━━━━━ Document section

- Conference: Independent
- Record: 5–1–2
- Head coach: Leon Kromer (1st season);
- Captain: Adam Casad
- Home stadium: The Plain

= 1901 Army Cadets football team =

American college football season

The 1901 Army Cadets football team represented the United States Military Academy as an independent during the 1901 college football season. In their first and only season under head coach Leon Kromer, the Cadets compiled a 5–1–2 record, shut out four opponents, and outscored all opponents by a combined total of 98 to 22. The team's only loss was by a 6 to 0 score against an undefeated Harvard team that has been recognized as a co-national champion for the 1901 season. The Cadets also tied with Yale (5–5) and Princeton (6–6). In the annual Army–Navy Game, the Cadets defeated the Midshipmen by an 11 to 5 score.

━━━━━━━━━━

→ **Problem requirements**:
Write the next part of the article on the 1901 Army Cadets football team, starting after its last sentence. The records have nothing to do with this.

━━━━━ Record extracts

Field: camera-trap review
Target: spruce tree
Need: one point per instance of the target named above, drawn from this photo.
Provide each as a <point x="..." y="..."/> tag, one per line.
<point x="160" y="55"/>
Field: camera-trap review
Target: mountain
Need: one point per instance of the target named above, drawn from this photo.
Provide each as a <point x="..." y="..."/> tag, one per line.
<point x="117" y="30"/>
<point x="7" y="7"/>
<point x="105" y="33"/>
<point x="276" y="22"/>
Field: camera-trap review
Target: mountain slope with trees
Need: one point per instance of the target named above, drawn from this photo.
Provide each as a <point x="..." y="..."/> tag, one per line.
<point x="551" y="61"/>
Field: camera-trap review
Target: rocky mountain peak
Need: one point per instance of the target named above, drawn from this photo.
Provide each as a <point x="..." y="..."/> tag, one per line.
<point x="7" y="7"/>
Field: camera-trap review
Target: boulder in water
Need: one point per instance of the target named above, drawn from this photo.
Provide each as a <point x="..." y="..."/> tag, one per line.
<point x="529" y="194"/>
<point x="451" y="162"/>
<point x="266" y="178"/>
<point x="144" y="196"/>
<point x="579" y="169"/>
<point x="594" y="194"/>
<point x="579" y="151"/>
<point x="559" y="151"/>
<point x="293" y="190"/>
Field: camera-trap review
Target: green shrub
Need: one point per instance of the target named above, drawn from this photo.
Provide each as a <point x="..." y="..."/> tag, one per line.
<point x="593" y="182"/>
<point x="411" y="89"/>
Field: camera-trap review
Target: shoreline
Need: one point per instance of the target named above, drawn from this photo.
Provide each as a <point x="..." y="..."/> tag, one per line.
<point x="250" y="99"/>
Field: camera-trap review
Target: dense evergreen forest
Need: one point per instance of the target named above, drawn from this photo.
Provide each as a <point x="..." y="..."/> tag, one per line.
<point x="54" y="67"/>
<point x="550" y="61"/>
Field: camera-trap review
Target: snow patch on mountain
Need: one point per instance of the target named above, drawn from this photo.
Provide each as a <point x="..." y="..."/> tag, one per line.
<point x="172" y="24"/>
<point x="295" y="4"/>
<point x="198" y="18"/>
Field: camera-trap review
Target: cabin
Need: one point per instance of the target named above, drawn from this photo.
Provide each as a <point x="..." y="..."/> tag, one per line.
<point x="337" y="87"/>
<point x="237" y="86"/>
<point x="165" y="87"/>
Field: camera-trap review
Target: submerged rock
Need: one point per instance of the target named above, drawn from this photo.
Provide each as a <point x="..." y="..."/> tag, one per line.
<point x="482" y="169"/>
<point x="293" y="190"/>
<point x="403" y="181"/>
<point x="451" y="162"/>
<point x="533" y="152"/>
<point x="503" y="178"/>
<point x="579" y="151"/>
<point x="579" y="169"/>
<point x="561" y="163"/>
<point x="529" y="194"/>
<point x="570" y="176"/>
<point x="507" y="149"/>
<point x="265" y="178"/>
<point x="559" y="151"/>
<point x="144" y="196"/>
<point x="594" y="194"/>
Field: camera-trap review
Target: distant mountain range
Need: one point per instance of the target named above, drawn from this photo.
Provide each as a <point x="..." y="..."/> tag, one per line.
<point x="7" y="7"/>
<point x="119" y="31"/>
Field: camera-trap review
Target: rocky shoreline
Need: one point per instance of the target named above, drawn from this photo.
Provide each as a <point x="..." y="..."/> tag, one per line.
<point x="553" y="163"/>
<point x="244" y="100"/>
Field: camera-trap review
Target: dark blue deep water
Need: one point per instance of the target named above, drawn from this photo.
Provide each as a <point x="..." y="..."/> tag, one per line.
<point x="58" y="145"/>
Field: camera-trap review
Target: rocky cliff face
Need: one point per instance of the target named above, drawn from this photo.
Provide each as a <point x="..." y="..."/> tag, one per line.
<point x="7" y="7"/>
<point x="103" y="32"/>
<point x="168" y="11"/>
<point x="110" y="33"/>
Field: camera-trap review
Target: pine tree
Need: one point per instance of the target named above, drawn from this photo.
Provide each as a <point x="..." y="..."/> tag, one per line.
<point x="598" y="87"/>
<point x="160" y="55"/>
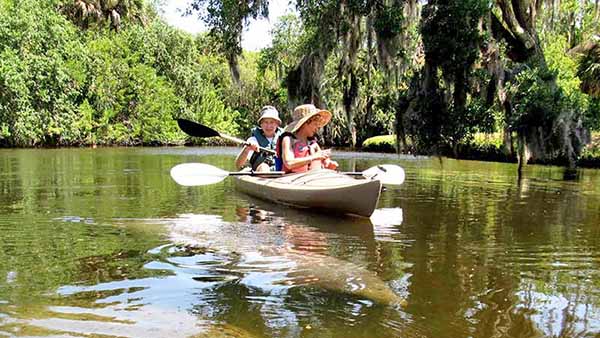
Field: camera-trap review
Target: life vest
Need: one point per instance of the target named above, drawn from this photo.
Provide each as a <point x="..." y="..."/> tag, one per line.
<point x="259" y="157"/>
<point x="300" y="149"/>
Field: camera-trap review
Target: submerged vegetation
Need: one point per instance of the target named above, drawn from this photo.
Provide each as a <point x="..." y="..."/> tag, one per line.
<point x="436" y="74"/>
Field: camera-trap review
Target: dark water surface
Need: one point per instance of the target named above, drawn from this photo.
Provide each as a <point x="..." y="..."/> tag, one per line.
<point x="102" y="243"/>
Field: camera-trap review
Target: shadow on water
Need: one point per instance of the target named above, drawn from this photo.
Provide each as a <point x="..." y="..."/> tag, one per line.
<point x="272" y="272"/>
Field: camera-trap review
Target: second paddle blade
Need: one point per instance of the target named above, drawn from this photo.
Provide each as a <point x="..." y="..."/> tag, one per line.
<point x="194" y="174"/>
<point x="196" y="129"/>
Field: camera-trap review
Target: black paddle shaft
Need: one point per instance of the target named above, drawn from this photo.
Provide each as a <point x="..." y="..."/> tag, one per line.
<point x="199" y="130"/>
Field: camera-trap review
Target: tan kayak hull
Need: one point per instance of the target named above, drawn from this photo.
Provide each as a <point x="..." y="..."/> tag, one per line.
<point x="323" y="190"/>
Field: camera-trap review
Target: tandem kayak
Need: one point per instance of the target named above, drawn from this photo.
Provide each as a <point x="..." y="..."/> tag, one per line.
<point x="322" y="189"/>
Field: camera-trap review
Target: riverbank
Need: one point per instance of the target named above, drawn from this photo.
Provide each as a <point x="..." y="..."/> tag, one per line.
<point x="488" y="147"/>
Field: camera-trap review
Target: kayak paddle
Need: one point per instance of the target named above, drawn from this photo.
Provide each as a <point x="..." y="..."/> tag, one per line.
<point x="199" y="130"/>
<point x="193" y="174"/>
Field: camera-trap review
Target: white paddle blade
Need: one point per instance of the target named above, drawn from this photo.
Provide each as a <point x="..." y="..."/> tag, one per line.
<point x="193" y="174"/>
<point x="388" y="174"/>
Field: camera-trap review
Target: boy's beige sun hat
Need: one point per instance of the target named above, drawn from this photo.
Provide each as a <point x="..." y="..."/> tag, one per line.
<point x="303" y="113"/>
<point x="269" y="112"/>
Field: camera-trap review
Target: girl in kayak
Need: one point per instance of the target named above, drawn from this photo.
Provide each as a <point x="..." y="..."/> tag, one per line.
<point x="297" y="148"/>
<point x="264" y="136"/>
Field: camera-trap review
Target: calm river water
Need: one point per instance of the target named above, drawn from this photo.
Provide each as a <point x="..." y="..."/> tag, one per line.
<point x="103" y="243"/>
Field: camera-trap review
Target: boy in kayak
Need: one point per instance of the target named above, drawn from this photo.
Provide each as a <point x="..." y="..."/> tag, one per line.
<point x="265" y="136"/>
<point x="297" y="149"/>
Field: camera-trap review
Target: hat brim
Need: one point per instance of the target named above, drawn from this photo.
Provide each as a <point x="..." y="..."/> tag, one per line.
<point x="269" y="117"/>
<point x="295" y="125"/>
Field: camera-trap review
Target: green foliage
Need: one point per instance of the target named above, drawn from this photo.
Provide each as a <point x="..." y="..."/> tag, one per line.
<point x="535" y="103"/>
<point x="589" y="71"/>
<point x="64" y="86"/>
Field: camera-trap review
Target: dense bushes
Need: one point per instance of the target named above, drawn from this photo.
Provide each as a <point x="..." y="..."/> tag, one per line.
<point x="61" y="85"/>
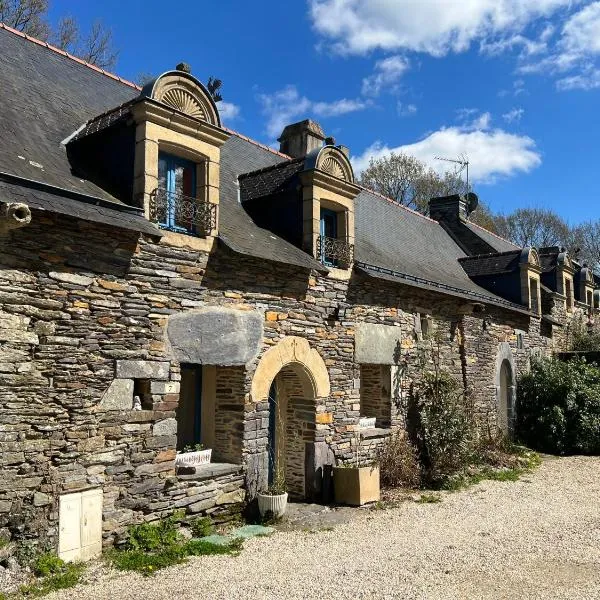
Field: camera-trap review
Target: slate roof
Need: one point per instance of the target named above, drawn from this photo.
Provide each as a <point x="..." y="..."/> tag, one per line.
<point x="396" y="244"/>
<point x="491" y="264"/>
<point x="548" y="262"/>
<point x="236" y="228"/>
<point x="51" y="96"/>
<point x="498" y="243"/>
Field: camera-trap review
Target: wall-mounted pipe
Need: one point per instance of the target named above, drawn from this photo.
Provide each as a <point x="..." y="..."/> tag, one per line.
<point x="14" y="215"/>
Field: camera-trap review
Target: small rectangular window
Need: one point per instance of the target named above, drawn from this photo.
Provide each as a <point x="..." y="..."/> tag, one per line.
<point x="177" y="184"/>
<point x="189" y="411"/>
<point x="376" y="393"/>
<point x="533" y="290"/>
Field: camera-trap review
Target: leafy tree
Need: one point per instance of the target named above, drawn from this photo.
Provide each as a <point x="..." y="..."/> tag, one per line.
<point x="585" y="243"/>
<point x="31" y="17"/>
<point x="537" y="227"/>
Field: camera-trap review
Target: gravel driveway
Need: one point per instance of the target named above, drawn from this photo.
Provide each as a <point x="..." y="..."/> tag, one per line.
<point x="536" y="538"/>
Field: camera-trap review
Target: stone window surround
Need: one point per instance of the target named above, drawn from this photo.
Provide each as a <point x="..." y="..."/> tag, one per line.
<point x="530" y="270"/>
<point x="162" y="129"/>
<point x="323" y="190"/>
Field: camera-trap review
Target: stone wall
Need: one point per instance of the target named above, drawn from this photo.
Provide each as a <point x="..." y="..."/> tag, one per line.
<point x="85" y="325"/>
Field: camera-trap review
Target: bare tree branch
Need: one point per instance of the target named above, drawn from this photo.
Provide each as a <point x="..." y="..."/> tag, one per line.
<point x="536" y="227"/>
<point x="67" y="35"/>
<point x="97" y="48"/>
<point x="30" y="17"/>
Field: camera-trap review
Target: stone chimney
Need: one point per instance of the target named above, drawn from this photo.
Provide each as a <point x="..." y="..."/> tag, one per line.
<point x="299" y="139"/>
<point x="450" y="209"/>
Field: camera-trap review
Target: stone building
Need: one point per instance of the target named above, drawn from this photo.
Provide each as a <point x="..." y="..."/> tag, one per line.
<point x="165" y="281"/>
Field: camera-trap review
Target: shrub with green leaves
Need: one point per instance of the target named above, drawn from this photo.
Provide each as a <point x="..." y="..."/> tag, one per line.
<point x="54" y="574"/>
<point x="558" y="407"/>
<point x="445" y="428"/>
<point x="398" y="462"/>
<point x="158" y="535"/>
<point x="201" y="527"/>
<point x="154" y="546"/>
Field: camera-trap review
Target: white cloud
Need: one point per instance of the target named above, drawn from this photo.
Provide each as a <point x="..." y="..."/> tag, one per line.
<point x="581" y="33"/>
<point x="287" y="105"/>
<point x="433" y="26"/>
<point x="228" y="111"/>
<point x="406" y="110"/>
<point x="469" y="121"/>
<point x="574" y="58"/>
<point x="514" y="115"/>
<point x="388" y="73"/>
<point x="492" y="154"/>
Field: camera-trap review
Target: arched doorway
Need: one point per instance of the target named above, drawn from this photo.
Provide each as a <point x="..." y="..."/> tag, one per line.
<point x="505" y="389"/>
<point x="291" y="379"/>
<point x="506" y="404"/>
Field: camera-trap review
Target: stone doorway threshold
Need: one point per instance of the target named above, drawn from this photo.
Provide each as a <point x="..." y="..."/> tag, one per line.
<point x="303" y="516"/>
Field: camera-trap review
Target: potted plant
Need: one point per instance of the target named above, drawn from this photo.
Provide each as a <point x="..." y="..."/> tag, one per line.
<point x="193" y="455"/>
<point x="356" y="484"/>
<point x="274" y="499"/>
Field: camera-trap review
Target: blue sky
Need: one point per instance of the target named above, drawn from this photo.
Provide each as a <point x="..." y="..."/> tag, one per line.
<point x="513" y="84"/>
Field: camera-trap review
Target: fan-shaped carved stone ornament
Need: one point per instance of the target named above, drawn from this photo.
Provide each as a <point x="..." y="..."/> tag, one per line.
<point x="333" y="161"/>
<point x="185" y="93"/>
<point x="333" y="167"/>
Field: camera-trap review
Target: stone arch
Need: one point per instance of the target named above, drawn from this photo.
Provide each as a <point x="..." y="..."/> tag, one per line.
<point x="296" y="353"/>
<point x="183" y="92"/>
<point x="505" y="380"/>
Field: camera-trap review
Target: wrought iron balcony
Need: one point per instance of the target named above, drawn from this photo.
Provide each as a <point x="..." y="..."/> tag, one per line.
<point x="185" y="214"/>
<point x="334" y="252"/>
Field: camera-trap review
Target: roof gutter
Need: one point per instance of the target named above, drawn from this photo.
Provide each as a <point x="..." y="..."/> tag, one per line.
<point x="443" y="287"/>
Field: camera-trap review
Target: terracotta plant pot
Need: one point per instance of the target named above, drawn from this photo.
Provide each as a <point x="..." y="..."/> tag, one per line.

━━━━━━━━━━

→ **Response**:
Two members of the 1901 Army team have been inducted into the College Football Hall of Fame: quarterback Charles Dudley Daly and tackle Paul Bunker. Both are also recognized by the NCAA as consensus first-team players on the 1901 College Football All-America Team. Daly received first-team honors from Walter Camp, Caspar Whitney, the New York Post and The Philadelphia Inquirer. Bunker received first-team honors from Camp and the New York Post and second-team honors from Whitney.

President Theodore Roosevelt attended the Army–Navy Game in Philadelphia on December 1. A newspaper account noted: "For the first time in the history of foot-ball a President of the United States added dignity to a noted contest by his presence."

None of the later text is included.